◆ Written instruction
Here are some entries; quote each one exactly.

[start of Input for this task]

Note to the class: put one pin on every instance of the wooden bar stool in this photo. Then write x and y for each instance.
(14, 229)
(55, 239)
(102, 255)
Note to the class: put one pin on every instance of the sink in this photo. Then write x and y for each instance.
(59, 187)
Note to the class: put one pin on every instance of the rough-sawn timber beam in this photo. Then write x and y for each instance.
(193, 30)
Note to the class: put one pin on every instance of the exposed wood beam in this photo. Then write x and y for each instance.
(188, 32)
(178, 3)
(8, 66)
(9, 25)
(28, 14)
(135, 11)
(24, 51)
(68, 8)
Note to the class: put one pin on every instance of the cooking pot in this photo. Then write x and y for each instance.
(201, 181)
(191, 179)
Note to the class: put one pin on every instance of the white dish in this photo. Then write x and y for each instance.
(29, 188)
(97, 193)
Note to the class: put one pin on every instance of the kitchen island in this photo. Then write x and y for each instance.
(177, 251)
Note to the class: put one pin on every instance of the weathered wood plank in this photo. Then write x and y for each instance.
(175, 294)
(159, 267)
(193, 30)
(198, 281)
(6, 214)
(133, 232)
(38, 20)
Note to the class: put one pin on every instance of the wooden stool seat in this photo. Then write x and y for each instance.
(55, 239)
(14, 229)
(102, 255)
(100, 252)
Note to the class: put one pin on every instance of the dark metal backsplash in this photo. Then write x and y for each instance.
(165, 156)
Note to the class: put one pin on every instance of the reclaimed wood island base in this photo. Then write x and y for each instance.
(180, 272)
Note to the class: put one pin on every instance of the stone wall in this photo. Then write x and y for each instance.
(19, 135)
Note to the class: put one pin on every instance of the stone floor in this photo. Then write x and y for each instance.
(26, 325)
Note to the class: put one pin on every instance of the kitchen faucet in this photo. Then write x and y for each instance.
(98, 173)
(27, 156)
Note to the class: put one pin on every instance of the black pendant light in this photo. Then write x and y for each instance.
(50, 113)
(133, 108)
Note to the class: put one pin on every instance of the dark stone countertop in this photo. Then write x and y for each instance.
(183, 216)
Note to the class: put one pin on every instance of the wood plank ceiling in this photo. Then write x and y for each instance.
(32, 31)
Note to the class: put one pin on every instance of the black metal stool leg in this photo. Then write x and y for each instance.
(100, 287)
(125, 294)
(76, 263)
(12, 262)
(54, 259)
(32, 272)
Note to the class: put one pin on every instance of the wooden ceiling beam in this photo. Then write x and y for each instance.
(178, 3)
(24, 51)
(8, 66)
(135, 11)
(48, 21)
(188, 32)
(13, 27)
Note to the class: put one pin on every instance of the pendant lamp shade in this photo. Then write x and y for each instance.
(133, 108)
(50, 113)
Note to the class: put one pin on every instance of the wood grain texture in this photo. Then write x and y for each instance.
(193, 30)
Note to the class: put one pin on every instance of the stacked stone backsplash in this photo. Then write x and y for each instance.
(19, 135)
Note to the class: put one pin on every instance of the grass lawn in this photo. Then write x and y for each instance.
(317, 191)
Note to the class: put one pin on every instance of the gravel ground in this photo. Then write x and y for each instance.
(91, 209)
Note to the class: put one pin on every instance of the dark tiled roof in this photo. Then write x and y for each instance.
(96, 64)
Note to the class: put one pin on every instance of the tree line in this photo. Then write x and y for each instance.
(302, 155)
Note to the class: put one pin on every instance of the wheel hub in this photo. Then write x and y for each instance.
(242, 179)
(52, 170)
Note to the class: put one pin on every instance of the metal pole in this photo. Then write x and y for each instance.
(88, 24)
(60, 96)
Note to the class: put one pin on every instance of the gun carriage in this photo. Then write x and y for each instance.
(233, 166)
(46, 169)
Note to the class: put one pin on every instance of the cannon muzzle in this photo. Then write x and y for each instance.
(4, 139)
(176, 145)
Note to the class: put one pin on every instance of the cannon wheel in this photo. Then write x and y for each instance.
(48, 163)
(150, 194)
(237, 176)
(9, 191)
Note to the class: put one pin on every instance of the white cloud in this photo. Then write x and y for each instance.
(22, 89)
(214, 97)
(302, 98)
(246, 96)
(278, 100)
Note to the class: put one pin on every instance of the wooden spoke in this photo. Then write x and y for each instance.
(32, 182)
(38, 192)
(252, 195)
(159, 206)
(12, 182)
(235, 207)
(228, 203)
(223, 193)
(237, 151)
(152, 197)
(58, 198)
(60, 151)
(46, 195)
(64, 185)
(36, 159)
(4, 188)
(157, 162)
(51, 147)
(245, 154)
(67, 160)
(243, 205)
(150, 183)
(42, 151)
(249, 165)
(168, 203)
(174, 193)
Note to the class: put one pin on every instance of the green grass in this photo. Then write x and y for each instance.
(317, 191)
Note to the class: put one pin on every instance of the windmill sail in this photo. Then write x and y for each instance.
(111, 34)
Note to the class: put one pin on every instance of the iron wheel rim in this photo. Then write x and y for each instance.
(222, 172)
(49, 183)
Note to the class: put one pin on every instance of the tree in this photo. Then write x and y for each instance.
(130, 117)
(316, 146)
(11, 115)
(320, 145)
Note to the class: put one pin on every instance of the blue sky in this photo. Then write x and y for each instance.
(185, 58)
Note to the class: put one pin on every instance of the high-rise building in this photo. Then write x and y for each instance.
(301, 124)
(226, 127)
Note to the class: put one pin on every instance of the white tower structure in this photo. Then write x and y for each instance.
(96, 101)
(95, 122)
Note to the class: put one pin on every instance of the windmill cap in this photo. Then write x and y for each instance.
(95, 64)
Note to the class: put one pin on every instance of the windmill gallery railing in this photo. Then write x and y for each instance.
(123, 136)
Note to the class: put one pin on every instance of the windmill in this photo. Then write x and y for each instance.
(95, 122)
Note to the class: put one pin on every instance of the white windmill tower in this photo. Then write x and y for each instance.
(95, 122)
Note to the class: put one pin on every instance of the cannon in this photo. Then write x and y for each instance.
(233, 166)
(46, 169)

[end of Input for this task]

◆ Complete response
Note to the class: put one pin on every instance of the wooden bar stool in this photo. Then write x and y for each instance.
(14, 229)
(55, 239)
(102, 255)
Note to the class: put one pin on every instance of the sink in this photo. Then write x and y for each instance.
(59, 187)
Note to the class: put one pin on every instance of the rough-sawn timber beam in this photo. Then write x and y for each instance.
(193, 30)
Note to the class: put one pin on every instance of the exposed wood beam in this photo. Then write x and y for each instance.
(188, 32)
(178, 3)
(8, 66)
(9, 25)
(28, 14)
(135, 11)
(24, 51)
(68, 8)
Note to the class: put one pin on every instance of the cooking pot in this photo. Then write x and y for each instance.
(201, 181)
(191, 179)
Note to the class: put one pin on every instance of the white dish in this photo. Then write x and y for each instance.
(29, 188)
(97, 193)
Note to the class: put one pin on every instance of the kitchen island in this photo. Then write x and y for each instance.
(177, 251)
Note to the class: put one pin on every instance of the weathered wood plank in this photo. Then write x and y for each instance.
(175, 294)
(159, 267)
(193, 30)
(198, 281)
(6, 214)
(133, 232)
(38, 20)
Note to the class: put one pin on every instance of the wooden stool seat in this photo. Then write x and y for each instance.
(55, 239)
(14, 229)
(102, 255)
(100, 252)
Note to the class: put one pin on every instance of the dark metal backsplash in this photo. Then write x and y for each instance.
(165, 156)
Note to the class: put one pin on every instance of the reclaimed wood island base in this photo. Then write x and y for each instance.
(180, 272)
Note to the class: put one pin on every instance of the stone wall in this photo. Then write x and y for each instance.
(19, 135)
Note to the class: put one pin on every instance of the stone floor in this photo. Then write x and y for each instance.
(26, 325)
Note to the class: put one pin on every instance of the kitchen faucet in this photo. Then write x and y for each instance.
(98, 173)
(27, 156)
Note to the class: put one pin on every instance of the black pendant light in this photo. Then write x and y for each instance.
(50, 113)
(133, 108)
Note to the class: put one pin on every instance of the dark stone countertop in this photo. Then write x and y for each instance.
(183, 216)
Note to the class: put one pin on every instance of the wood plank ceiling in this photo. Then write x and y for each instance.
(32, 31)
Note to the class: put one pin on every instance of the black metal stool leg in this photo. Then write x and y for each instance.
(100, 287)
(125, 294)
(76, 263)
(12, 262)
(54, 259)
(32, 272)
Note to the class: put one pin on every instance of the wooden ceiling beam in this photo. Then write x and y for each instance.
(178, 3)
(24, 51)
(8, 66)
(135, 11)
(48, 21)
(188, 32)
(13, 27)
Note to the class: put one pin on every instance of the pendant lamp shade in this photo. Then write x and y for each instance.
(133, 108)
(50, 113)
Note to the class: put one pin on every instance of the wood grain texture in this photo. Then write x and y for each instance.
(193, 30)
Note to the class: put one pin on every instance of the stacked stone backsplash in this photo. Then write x and y for each instance.
(19, 135)
Note to the class: put one pin on every instance of the grass lawn in this photo. Then write x and y for each instance.
(317, 191)
Note to the class: put one pin on every instance of the gravel ground in this photo. Then write x and y for each instance.
(91, 209)
Note to the class: put one pin on every instance of the dark tiled roof in this photo. Then write x and y for each instance.
(96, 64)
Note to the class: put one pin on every instance of the tree line in this photo. Then write x and y for each instance.
(302, 155)
Note to the class: put one pin on every instance of the wheel hub in this photo. Then write x and y for each instance.
(242, 179)
(52, 170)
Note to the class: put one pin on every instance of the metal pole in this photo. Then write x and y for each instance.
(88, 24)
(60, 96)
Note to the class: put one pin on every instance of the gun carriage in this photo. Then write x and y for each instance.
(233, 166)
(46, 169)
Note to the class: put one pin on every instance of the cannon muzzle in this photo. Then write x and y for each instance.
(4, 139)
(176, 145)
Note to the class: put one pin on every instance of the cannon wheel in this photo. Then write x and y for each instance.
(48, 163)
(150, 194)
(237, 176)
(9, 191)
Note to the class: put one pin on every instance of the white cloud in this photo. Then write x and y for each instance.
(22, 89)
(214, 97)
(302, 98)
(246, 96)
(278, 100)
Note to the class: put one pin on every instance of the wooden spoke in this photo. Then write x and y for each instance.
(32, 182)
(38, 192)
(252, 195)
(159, 206)
(12, 182)
(235, 207)
(228, 203)
(223, 193)
(237, 151)
(152, 197)
(58, 198)
(60, 151)
(46, 195)
(64, 185)
(36, 159)
(4, 188)
(157, 162)
(51, 147)
(245, 154)
(67, 160)
(243, 205)
(150, 183)
(42, 151)
(249, 165)
(168, 203)
(174, 193)
Note to the class: put one pin on every instance of the green grass in this photo. Then write x and y for each instance.
(317, 191)
Note to the class: put one pin on every instance of the windmill sail in this photo. Then write x and y for each instance.
(111, 34)
Note to the class: put one pin on every instance of the iron wheel rim in this photo. Then write x and y for each instance.
(222, 172)
(49, 183)
Note to the class: put one pin on every instance of the tree in this photo. Then write x and y for each instance.
(130, 117)
(316, 146)
(11, 115)
(320, 145)
Note to the class: put one pin on every instance of the blue sky in this photo. Then write x and y for each instance.
(185, 58)
Note to the class: put one pin on every instance of the high-rise building in this photo. Then write x and y for each instance.
(301, 124)
(226, 127)
Note to the class: put one pin on every instance of the white tower structure in this photo. Then write x and y for each instance.
(96, 101)
(95, 122)
Note to the class: put one pin on every instance of the windmill cap in this photo. Then write x and y for each instance.
(95, 64)
Note to the class: put one pin on every instance of the windmill gallery railing in this photo. Then write x and y for each instance.
(123, 136)
Note to the class: put one pin on every instance of the windmill in this photo. Then write x and y for each instance.
(95, 122)
Note to the class: put one pin on every instance of the white windmill tower in this photo. Then write x and y for each instance.
(95, 122)
Note to the class: put one pin on every instance of the cannon in this photo. Then write x and y for each instance.
(233, 166)
(46, 169)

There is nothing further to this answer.